# PROBLEM STATEMENT:
Reproduce the part that opens with the line containing "In this exercise you will mark every instance of the terracotta" and closes with the line containing "<point>330,547</point>", switching "disc" to "circle" throughout and leaving everything else unchanged. Omit the pictures.

# RECORDS FOR THE EXERCISE:
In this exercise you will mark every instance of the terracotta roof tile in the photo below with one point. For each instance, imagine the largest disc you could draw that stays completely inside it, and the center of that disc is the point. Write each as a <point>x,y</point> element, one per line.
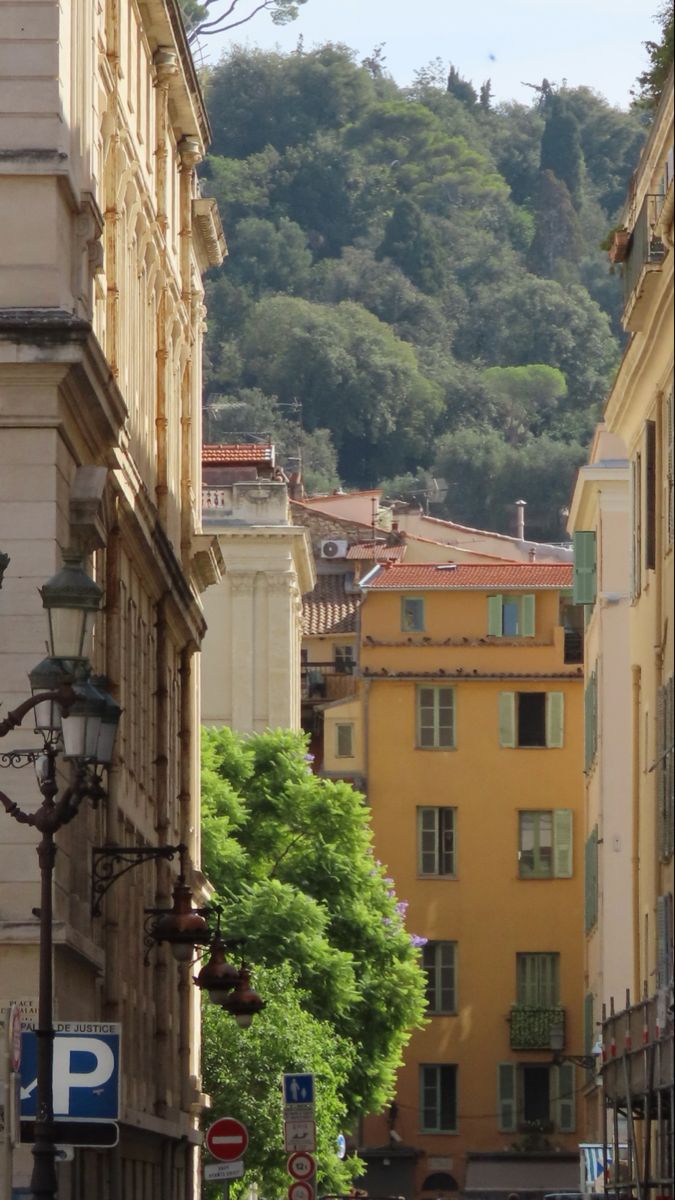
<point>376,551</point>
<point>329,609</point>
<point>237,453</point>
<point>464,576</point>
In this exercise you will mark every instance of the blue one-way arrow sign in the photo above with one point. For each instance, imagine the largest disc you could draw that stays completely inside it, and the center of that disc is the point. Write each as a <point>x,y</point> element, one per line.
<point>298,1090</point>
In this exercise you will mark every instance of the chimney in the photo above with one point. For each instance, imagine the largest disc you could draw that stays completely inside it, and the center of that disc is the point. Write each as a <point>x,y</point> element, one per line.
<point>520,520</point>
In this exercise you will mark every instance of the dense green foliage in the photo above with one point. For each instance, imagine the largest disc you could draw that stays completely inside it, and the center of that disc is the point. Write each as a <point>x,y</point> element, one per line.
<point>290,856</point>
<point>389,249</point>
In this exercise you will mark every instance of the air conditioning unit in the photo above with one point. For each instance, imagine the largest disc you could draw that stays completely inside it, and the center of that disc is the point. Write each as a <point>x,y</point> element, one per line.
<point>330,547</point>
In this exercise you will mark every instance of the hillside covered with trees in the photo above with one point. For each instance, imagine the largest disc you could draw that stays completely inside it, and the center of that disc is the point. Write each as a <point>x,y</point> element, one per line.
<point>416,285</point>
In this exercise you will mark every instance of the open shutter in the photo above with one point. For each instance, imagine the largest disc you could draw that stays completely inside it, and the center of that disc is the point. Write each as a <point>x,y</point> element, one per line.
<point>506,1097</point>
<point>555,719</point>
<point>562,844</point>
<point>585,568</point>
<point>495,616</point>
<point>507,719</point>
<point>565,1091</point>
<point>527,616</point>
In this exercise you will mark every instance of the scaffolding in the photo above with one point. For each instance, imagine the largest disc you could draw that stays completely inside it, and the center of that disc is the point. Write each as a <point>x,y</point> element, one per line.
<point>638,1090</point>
---
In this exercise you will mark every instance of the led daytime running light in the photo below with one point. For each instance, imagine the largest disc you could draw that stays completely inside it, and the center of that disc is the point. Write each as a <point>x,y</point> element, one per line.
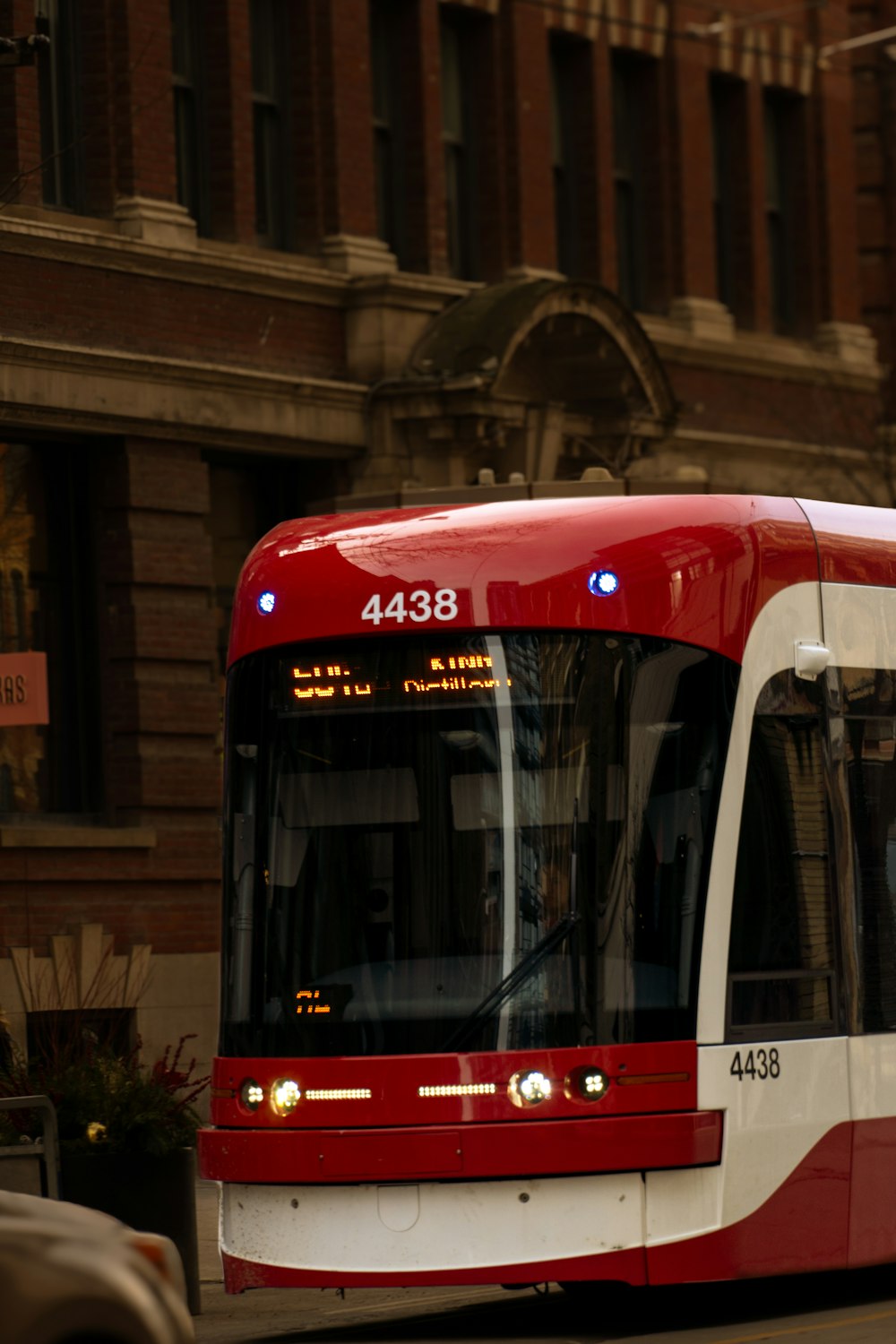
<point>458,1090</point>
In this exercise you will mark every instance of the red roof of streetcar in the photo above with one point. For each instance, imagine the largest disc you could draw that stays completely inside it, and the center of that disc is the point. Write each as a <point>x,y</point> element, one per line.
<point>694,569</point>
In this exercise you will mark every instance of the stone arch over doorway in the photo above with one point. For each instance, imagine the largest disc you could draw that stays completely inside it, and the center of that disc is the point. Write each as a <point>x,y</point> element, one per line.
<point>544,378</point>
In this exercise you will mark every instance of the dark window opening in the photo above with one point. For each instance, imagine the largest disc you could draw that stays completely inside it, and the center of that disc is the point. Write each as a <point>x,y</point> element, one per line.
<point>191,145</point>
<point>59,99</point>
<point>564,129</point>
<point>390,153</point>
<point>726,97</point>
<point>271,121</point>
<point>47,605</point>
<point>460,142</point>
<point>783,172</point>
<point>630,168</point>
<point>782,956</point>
...
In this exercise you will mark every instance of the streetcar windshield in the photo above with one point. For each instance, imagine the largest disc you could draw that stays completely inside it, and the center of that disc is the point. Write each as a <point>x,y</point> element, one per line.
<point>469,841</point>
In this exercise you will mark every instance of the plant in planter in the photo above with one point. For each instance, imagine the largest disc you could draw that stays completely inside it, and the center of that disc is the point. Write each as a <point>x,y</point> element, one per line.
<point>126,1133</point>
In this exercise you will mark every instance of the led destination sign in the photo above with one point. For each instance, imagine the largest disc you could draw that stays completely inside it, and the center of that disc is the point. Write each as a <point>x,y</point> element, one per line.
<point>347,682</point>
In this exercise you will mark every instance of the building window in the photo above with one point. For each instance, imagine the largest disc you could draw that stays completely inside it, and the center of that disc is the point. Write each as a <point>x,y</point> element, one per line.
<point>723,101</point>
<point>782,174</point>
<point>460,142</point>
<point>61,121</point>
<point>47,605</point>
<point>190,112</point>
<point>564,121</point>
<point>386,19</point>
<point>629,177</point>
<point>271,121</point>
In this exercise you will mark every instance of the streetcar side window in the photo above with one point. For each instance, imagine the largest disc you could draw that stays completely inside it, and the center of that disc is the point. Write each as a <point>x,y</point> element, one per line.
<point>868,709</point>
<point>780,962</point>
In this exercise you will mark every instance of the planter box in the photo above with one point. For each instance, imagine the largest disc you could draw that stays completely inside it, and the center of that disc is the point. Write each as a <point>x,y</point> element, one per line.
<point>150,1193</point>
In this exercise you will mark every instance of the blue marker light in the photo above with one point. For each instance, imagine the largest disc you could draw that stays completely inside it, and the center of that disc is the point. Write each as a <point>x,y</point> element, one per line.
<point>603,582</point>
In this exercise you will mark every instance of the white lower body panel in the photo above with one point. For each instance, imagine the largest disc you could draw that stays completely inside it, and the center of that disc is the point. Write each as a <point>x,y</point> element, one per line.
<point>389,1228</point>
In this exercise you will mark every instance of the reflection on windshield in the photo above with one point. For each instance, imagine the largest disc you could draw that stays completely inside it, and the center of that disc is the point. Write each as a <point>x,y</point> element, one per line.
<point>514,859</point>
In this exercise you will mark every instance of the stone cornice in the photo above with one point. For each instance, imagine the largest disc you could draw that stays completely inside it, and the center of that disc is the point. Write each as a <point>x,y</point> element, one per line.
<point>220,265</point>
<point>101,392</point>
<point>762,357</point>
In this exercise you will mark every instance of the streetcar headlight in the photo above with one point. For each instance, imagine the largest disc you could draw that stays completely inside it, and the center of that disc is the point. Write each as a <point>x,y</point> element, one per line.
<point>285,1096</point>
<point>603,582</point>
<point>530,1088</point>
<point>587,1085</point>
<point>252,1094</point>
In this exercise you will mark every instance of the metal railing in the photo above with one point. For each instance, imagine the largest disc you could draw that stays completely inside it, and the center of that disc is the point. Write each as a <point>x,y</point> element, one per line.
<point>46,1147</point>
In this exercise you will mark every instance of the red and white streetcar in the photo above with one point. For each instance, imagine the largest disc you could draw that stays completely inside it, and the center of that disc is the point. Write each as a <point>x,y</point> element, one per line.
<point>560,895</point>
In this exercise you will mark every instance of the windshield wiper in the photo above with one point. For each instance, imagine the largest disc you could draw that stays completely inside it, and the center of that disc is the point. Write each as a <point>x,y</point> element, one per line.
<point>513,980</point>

# FULL ANSWER:
In this exercise you will mark every instance of the terracotta roof tile in the photo below with one point. For each instance, imagine the largest circle you could draw that stays completely inside it, and the center of that circle is the point. Write each as a <point>x,y</point> element, one per line.
<point>376,551</point>
<point>329,609</point>
<point>237,453</point>
<point>464,576</point>
In this exercise you will mark every instance of the blue one-way arrow sign in the photo above with one point. For each instance, imagine the largest circle you could draw that stays completely inside it, and the center of that circle is the point. Write each as a <point>x,y</point> element, one per line.
<point>298,1090</point>
In this exercise you will mark every instance of the chimney in the photo above with one point. For each instance, imagine the largest circle you could draw that stays completely inside it, and the center of that circle is the point. Write each as a <point>x,y</point> element, one per line.
<point>520,520</point>
In this exercise you will mark every instance of the dense green foliage in the photo above with one point. For each instance, imagine the largest circle you could draw that stays completely inside it, and the center of that circle is the point. Write each as a <point>x,y</point> element, one per line.
<point>290,856</point>
<point>389,249</point>
In this exercise you will mark every instance of the air conditioning unit in the photo above with one point. For each instance, imagine the largest circle you could draw that stays completely inside it, and the center of that circle is the point. Write each as a <point>x,y</point> element, one per line.
<point>330,547</point>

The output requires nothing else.